Consigne 1: Recopiez tel quel le passage de l'article sur le coton en Ouganda, depuis « Le coton, autrefois » jusqu'à « de sa production. » inclus.
Consigne 2:
Les affirmations (a), (b) et (c) ci-dessous concordent-elles avec l'article sur le coton en Ouganda ? Pour chacune, répondez par oui ou non et citez à l'identique les mots de l'article qui tranchent.
(a) L'article est daté du 8 septembre 2018.
(b) L'article est classé dans la rubrique #Asie.
(c) L'article présente la production de coton en Ouganda comme étant en hausse constante.

--- Document source ---

L'industrie textile ougandaise décline alors que ses voisins adoptent le cotonnier GM

8 Septembre 2018 , Rédigé par Seppi Publié dans #Afrique, #OGM

L'industrie textile ougandaise décline alors que ses voisins adoptent le cotonnier GM

 

Isaac Ongu*

 

 

 

 

Le coton, autrefois une vache à lait en Ouganda où les producteurs aspiraient à se dépasser les uns les autres pour la surface plantée et le revenu obtenu, pourrait lentement devenir une culture du passé si rien n'est fait pour freiner le déclin constant de sa production.

--- Données fournies ---

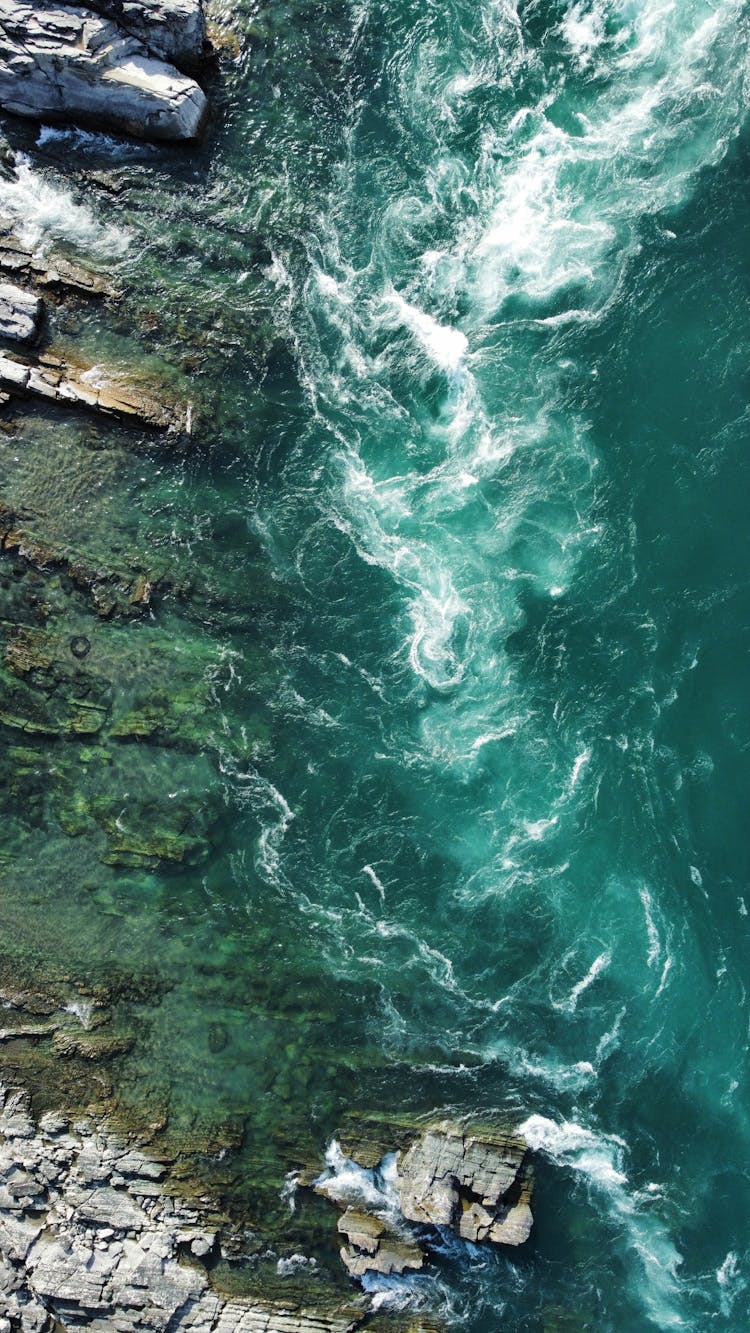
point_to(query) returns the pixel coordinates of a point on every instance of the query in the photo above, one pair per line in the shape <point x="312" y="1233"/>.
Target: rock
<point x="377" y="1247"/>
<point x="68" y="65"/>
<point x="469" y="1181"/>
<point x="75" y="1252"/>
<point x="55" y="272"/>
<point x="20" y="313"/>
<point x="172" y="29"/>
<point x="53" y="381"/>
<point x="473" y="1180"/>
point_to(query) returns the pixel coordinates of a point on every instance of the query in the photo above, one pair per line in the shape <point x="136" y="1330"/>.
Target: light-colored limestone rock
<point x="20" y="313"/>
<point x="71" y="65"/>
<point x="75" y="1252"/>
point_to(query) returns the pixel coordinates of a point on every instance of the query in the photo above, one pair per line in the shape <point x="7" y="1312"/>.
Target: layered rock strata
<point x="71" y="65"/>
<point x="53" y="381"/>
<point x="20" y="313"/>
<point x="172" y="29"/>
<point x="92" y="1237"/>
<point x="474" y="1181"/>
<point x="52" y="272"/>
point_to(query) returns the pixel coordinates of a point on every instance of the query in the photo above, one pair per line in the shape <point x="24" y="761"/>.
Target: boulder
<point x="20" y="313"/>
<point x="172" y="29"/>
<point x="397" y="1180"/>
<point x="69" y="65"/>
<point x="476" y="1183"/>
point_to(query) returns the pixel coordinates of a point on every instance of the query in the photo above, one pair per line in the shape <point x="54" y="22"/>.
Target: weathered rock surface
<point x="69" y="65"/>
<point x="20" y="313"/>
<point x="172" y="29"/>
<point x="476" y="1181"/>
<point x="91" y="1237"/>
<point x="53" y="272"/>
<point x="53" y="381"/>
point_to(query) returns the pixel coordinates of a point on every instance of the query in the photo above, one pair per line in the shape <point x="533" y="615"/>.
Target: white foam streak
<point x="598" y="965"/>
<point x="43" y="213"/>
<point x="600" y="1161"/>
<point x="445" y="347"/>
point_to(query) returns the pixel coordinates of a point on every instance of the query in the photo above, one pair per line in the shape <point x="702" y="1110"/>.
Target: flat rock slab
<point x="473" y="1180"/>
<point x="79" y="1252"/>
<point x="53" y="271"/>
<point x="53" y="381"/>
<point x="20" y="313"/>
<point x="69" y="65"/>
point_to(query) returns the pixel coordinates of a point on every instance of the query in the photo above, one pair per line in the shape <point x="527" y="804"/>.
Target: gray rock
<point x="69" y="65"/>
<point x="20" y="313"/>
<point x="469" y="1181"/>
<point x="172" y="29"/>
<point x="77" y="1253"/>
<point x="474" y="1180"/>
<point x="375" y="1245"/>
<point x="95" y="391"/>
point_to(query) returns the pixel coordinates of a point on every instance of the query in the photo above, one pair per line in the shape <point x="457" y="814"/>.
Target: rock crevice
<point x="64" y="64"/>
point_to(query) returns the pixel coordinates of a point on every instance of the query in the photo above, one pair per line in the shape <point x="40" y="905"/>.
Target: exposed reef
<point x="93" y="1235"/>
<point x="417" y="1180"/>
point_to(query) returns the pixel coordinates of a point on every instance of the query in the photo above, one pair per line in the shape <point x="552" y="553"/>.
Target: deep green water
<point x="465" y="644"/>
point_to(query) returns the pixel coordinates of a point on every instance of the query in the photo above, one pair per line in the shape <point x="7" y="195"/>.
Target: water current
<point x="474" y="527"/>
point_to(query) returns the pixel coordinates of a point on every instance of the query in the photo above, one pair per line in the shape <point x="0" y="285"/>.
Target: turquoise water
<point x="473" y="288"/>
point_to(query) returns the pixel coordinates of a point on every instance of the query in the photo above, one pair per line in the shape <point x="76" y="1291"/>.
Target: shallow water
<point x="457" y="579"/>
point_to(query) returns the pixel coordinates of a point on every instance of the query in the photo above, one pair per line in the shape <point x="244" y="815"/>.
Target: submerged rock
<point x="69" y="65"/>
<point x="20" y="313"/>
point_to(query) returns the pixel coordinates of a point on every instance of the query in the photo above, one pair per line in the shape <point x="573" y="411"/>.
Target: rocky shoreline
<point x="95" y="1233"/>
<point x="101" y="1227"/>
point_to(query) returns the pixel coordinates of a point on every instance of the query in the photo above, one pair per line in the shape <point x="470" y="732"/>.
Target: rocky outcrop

---
--- Données fournies ---

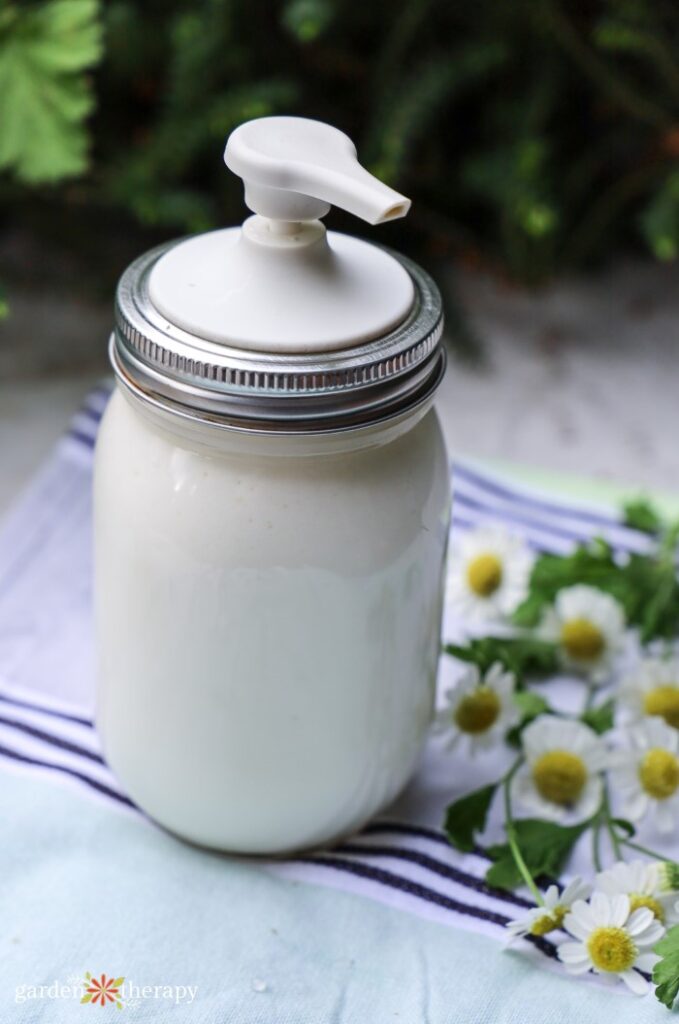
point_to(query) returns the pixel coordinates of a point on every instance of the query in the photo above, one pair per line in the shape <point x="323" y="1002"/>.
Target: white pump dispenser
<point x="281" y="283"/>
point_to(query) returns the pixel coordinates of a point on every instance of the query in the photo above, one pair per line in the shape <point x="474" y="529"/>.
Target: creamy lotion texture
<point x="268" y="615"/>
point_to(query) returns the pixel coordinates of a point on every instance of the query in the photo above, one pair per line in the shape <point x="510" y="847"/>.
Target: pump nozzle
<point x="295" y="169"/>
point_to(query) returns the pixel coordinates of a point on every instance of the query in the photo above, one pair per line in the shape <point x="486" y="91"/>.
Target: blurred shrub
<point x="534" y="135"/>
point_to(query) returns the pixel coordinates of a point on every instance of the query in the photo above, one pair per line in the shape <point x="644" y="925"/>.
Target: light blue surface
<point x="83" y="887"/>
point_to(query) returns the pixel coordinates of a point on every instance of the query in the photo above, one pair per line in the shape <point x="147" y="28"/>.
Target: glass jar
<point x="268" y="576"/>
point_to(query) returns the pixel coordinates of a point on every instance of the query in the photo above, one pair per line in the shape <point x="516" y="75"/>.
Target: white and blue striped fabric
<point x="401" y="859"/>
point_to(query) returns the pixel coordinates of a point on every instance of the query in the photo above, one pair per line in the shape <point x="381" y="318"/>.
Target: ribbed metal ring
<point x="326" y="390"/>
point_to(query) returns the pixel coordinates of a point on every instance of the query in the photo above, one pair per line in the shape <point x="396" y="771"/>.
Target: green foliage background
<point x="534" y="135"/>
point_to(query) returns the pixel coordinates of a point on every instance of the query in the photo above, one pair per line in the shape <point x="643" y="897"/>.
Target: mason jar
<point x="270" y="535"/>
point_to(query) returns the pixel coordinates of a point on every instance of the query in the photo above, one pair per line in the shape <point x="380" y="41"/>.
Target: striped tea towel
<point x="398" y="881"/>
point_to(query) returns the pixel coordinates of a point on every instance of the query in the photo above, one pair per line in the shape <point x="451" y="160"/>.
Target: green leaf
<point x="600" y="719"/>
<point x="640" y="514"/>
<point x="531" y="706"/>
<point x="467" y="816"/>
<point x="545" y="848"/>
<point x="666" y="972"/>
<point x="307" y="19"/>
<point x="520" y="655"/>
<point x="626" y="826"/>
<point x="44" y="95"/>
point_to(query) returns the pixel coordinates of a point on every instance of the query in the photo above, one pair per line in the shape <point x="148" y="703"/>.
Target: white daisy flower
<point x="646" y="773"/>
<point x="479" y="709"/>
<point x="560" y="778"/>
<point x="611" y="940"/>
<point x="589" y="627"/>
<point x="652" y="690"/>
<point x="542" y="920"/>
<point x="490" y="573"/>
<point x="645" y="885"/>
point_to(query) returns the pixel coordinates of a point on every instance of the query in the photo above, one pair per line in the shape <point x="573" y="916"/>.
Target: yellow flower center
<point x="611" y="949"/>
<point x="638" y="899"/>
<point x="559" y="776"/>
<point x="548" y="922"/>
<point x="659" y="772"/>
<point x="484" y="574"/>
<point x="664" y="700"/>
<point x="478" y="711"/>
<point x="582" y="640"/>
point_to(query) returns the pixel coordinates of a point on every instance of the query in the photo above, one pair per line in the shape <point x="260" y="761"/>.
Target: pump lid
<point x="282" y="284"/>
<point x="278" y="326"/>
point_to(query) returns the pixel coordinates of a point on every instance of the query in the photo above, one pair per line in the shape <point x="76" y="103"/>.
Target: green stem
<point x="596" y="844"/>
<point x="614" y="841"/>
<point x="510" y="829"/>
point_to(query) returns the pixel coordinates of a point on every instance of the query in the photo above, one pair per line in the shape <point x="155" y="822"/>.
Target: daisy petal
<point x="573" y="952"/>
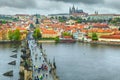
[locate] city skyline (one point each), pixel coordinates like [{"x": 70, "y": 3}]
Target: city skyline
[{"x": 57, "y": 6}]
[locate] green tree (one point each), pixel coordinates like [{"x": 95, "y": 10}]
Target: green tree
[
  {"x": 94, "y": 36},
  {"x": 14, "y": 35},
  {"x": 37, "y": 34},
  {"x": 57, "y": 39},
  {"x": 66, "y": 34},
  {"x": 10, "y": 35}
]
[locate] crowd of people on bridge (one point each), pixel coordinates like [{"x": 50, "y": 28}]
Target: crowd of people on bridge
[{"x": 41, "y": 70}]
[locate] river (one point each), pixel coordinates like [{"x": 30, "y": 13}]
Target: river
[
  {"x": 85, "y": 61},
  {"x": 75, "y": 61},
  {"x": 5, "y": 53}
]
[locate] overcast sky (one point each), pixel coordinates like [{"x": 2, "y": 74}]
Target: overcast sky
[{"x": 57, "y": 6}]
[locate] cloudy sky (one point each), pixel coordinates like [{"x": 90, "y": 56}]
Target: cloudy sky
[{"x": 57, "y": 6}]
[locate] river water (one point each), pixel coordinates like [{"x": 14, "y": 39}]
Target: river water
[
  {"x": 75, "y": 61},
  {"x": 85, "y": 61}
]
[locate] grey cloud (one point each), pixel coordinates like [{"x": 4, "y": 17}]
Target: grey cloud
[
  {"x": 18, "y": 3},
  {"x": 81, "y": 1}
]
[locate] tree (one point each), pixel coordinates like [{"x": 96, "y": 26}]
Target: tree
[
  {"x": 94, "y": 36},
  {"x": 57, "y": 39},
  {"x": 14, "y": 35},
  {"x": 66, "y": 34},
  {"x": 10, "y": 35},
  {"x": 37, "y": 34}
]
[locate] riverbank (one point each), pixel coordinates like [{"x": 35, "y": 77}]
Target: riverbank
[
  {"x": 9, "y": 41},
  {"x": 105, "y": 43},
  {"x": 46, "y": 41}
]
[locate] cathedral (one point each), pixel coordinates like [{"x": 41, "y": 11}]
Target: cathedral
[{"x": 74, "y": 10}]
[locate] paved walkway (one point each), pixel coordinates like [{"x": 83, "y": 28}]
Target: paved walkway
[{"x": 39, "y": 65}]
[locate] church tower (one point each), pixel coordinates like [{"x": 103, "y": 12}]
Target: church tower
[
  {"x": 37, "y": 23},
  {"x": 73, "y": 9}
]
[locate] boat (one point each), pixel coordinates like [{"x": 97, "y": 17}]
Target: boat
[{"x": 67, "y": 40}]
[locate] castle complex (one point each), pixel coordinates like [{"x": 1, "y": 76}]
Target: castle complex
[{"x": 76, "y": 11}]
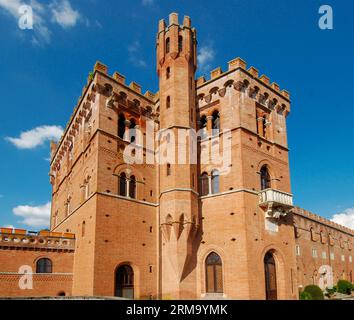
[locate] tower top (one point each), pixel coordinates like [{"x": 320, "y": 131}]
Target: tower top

---

Réponse 1:
Le coton, autrefois une vache à lait en Ouganda où les producteurs aspiraient à se dépasser les uns les autres pour la surface plantée et le revenu obtenu, pourrait lentement devenir une culture du passé si rien n'est fait pour freiner le déclin constant de sa production.

Réponse 2:
(a) Oui : « 8 Septembre 2018 ».
(b) Non : « Publié dans #Afrique, #OGM ».
(c) Non : « le déclin constant de sa production ».